#### TASK TO CARRY OUT:
Format the data below as a numbered list, one line per item, leaving out any blank lines.

-- START OF DATA ENTRIES --

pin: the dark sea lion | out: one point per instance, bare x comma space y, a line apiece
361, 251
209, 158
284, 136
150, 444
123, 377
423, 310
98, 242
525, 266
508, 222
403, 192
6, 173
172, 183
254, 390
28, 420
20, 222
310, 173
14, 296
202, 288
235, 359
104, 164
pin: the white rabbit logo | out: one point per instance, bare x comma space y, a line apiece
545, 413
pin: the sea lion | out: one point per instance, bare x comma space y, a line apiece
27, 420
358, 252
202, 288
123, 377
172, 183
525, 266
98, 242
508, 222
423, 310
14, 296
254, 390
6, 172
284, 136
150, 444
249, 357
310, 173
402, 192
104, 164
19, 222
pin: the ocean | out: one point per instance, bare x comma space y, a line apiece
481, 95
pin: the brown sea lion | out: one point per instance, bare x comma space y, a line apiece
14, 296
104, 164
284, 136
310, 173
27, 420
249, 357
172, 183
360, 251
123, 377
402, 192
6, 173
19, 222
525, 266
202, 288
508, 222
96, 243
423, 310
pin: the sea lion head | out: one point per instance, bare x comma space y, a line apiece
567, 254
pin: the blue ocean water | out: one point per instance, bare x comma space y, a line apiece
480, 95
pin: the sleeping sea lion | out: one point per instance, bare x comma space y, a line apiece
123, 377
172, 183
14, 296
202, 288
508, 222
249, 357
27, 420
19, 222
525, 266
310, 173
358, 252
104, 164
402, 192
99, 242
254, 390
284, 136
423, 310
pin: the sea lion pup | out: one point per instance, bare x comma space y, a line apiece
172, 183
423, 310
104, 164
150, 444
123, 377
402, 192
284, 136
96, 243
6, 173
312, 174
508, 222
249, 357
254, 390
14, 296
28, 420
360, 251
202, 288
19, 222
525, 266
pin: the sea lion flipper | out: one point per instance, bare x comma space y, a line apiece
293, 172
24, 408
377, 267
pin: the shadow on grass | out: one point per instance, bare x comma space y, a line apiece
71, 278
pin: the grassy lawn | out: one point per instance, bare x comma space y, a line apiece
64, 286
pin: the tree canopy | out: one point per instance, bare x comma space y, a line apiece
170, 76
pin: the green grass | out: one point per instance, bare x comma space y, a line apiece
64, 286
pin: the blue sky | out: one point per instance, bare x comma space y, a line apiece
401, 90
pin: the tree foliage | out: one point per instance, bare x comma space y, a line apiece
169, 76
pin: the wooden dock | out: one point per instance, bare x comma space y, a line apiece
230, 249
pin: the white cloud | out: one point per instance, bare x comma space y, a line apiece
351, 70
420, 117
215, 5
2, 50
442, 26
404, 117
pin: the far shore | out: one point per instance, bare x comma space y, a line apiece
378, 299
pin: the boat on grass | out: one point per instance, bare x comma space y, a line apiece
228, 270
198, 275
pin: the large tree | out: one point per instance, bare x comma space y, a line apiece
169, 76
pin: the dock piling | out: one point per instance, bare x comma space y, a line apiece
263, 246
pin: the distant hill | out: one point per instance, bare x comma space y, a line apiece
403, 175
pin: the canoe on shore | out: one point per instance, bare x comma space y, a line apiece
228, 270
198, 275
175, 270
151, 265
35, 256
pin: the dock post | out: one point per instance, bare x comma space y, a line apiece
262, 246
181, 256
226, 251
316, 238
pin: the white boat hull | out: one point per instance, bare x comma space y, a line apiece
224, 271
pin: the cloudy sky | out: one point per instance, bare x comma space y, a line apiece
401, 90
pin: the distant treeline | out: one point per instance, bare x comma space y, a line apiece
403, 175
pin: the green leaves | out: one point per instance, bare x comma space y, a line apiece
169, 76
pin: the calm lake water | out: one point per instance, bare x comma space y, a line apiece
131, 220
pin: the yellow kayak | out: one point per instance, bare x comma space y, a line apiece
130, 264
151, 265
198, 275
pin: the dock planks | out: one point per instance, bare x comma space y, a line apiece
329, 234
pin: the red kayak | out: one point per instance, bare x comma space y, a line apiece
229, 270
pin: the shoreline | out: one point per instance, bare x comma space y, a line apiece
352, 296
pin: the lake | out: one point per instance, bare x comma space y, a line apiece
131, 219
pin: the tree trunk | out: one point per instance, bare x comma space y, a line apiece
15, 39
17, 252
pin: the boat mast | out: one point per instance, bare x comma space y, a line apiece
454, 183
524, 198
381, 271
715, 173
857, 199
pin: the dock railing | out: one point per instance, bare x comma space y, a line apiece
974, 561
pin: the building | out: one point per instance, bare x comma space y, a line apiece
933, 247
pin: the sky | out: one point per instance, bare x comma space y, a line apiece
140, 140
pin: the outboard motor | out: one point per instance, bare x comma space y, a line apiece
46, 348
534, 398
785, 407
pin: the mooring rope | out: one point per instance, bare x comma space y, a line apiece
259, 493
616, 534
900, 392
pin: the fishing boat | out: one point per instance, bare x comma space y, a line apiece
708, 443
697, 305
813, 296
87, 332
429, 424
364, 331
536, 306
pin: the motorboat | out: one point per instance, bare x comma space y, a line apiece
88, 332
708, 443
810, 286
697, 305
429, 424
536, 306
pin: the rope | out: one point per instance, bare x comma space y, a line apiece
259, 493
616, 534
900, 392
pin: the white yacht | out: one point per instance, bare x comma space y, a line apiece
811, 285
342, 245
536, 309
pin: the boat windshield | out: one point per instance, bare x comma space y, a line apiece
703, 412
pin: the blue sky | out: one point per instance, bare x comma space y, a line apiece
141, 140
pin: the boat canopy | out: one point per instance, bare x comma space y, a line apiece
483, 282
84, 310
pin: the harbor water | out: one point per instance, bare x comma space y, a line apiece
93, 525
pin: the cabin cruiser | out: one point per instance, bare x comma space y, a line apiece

-- END OF DATA ENTRIES --

#### RESULT OF THIS EXERCISE:
1. pin: the dark sea lion | out: one point per instance, bare x comma space y, a line apiece
2. 361, 251
3. 209, 158
4. 284, 136
5. 150, 444
6. 123, 377
7. 423, 310
8. 98, 242
9. 525, 266
10. 508, 222
11. 403, 192
12. 6, 173
13. 172, 183
14. 254, 390
15. 28, 420
16. 20, 222
17. 310, 173
18. 14, 296
19. 202, 288
20. 235, 359
21. 104, 164
22. pin: the white rabbit logo | out: one point per instance, bare x comma space y, a line apiece
23. 545, 413
24. pin: the sea lion | out: one point per instance, bare x comma space y, a line apiece
25. 27, 420
26. 358, 252
27. 202, 288
28. 123, 377
29. 172, 183
30. 525, 266
31. 98, 242
32. 508, 222
33. 423, 310
34. 14, 296
35. 254, 390
36. 6, 172
37. 284, 136
38. 150, 444
39. 249, 357
40. 310, 173
41. 402, 192
42. 104, 164
43. 19, 222
44. pin: the ocean | out: one point per instance, bare x comma space y, a line apiece
45. 481, 95
46. pin: the brown sea lion | out: one point per instance, bare x comma space y, a line apiece
47. 14, 296
48. 104, 164
49. 284, 136
50. 310, 173
51. 27, 420
52. 249, 357
53. 172, 183
54. 360, 251
55. 123, 377
56. 402, 192
57. 6, 173
58. 19, 222
59. 525, 266
60. 202, 288
61. 508, 222
62. 96, 243
63. 423, 310
64. pin: the sea lion head | out: one point per instance, bare x comma space y, a line apiece
65. 567, 254
66. pin: the blue ocean water | out: one point per instance, bare x comma space y, a line apiece
67. 480, 95
68. pin: the sleeping sea lion | out: one point per instance, bare x comma space y, a line apiece
69. 123, 377
70. 172, 183
71. 14, 296
72. 202, 288
73. 508, 222
74. 249, 357
75. 27, 420
76. 19, 222
77. 525, 266
78. 310, 173
79. 358, 252
80. 104, 164
81. 402, 192
82. 99, 242
83. 254, 390
84. 284, 136
85. 423, 310
86. pin: the sea lion pup | out: one point per instance, bare x comma space y, a line apiece
87. 172, 183
88. 423, 310
89. 104, 164
90. 150, 444
91. 123, 377
92. 402, 192
93. 284, 136
94. 96, 243
95. 6, 173
96. 312, 174
97. 508, 222
98. 249, 357
99. 254, 390
100. 14, 296
101. 28, 420
102. 360, 251
103. 202, 288
104. 19, 222
105. 525, 266
106. pin: the sea lion flipper | out: one point per instance, bare x comma space y, a line apiece
107. 293, 172
108. 24, 408
109. 377, 267
110. pin: the shadow on grass | out: one point per instance, bare x comma space y, a line apiece
111. 71, 278
112. pin: the grassy lawn | out: one point per instance, bare x comma space y, a line apiece
113. 64, 286
114. pin: the tree canopy | out: one point per instance, bare x comma space y, a line apiece
115. 170, 76
116. pin: the green grass | out: one point per instance, bare x comma space y, a line apiece
117. 64, 286
118. pin: the blue sky | out: one point per instance, bare x comma space y, a line apiece
119. 401, 90
120. pin: the tree foliage | out: one point per instance, bare x comma space y, a line apiece
121. 169, 76
122. pin: the wooden dock | out: one point per instance, bare x comma space y, a line apiece
123. 230, 249
124. pin: the white cloud | out: one point per instance, bare x comma space y, a line apiece
125. 351, 70
126. 420, 117
127. 215, 5
128. 2, 50
129. 442, 26
130. 404, 117
131. pin: the far shore | out: one point per instance, bare x comma space y, a line apiece
132. 378, 299
133. pin: the boat on grass | out: one point per instance, bare x comma space y, a line apiece
134. 228, 270
135. 198, 275
136. pin: the large tree | out: one point per instance, bare x comma space y, a line apiece
137. 169, 76
138. pin: the dock piling | out: one point per instance, bare x comma space y, a line apiece
139. 263, 246
140. pin: the distant hill | out: one point per instance, bare x comma space y, a line apiece
141. 403, 175
142. pin: the canoe on shore | out: one point per instance, bare x comma space y, a line apiece
143. 228, 270
144. 198, 275
145. 175, 270
146. 151, 265
147. 35, 256
148. pin: the dock post | out: one point per instance, bare x comma space y, a line apiece
149. 262, 246
150. 181, 256
151. 226, 251
152. 316, 238
153. pin: the white boat hull | out: one point per instance, bare x comma space y, a line apiece
154. 224, 271
155. pin: the cloudy sky | out: one point per instance, bare x comma space y, a line apiece
156. 401, 90
157. pin: the distant treeline | out: one point per instance, bare x comma space y, a line apiece
158. 403, 175
159. pin: the green leaves | out: one point per instance, bare x comma space y, a line apiece
160. 169, 76
161. pin: the calm lake water | out: one point per instance, bare x comma space y, a line apiece
162. 131, 220
163. pin: the yellow kayak | out: one point per instance, bare x comma space y, a line apiece
164. 130, 264
165. 151, 265
166. 198, 275
167. pin: the dock planks | out: one point per instance, bare x comma space y, a line apiece
168. 329, 234
169. pin: the red kayak | out: one point per instance, bare x comma space y, a line apiece
170. 229, 270
171. pin: the shoreline | out: one point per instance, bare x comma space y, a line apiece
172. 352, 296
173. pin: the lake | out: one point per instance, bare x comma space y, a line apiece
174. 131, 219
175. pin: the tree trunk | out: one point per instance, bare x comma space y, a line apiece
176. 15, 39
177. 17, 252
178. pin: the boat mast | out: one point per instance, bare x comma space y, a line apiece
179. 454, 183
180. 524, 198
181. 381, 271
182. 715, 173
183. 857, 199
184. pin: the dock railing | out: one point per instance, bare x comma space y, a line apiece
185. 974, 561
186. pin: the building | out: one point per instance, bare x comma space y, a line apiece
187. 933, 247
188. pin: the sky | out: one point per instance, bare x comma space y, a line apiece
189. 140, 140
190. pin: the outboard motor | out: one point per instance, bare x comma space y, a line apiece
191. 46, 348
192. 534, 398
193. 785, 407
194. pin: the mooring rope | out: one point per instance, bare x comma space y, a line apiece
195. 259, 493
196. 616, 534
197. 900, 392
198. pin: the fishing boat | out: one point per instance, bare x comma space y, a line apiece
199. 708, 443
200. 697, 305
201. 813, 296
202. 87, 332
203. 429, 424
204. 364, 331
205. 536, 306
206. pin: the motorboat | out: one point per instance, bare x comma space y, a line apiece
207. 88, 332
208. 708, 443
209. 810, 286
210. 697, 305
211. 429, 424
212. 536, 306
213. pin: the rope | out: one point per instance, bare x comma space y, a line apiece
214. 259, 493
215. 616, 534
216. 900, 392
217. pin: the white yacht | out: one point per instance, bare x comma space y, a line apiece
218. 811, 285
219. 342, 245
220. 536, 309
221. pin: the boat windshield | out: one point per instance, bare x comma space y, a line apiece
222. 703, 412
223. pin: the blue sky | out: one point per instance, bare x comma space y, a line apiece
224. 141, 140
225. pin: the boat canopy | out: one point per instance, bare x comma space y, a line apiece
226. 483, 282
227. 84, 310
228. pin: the harbor water | out: one point per instance, bare x comma space y, a line apiece
229. 93, 525
230. pin: the cabin cruiser | out: one point per instance, bare x comma space y, a line apiece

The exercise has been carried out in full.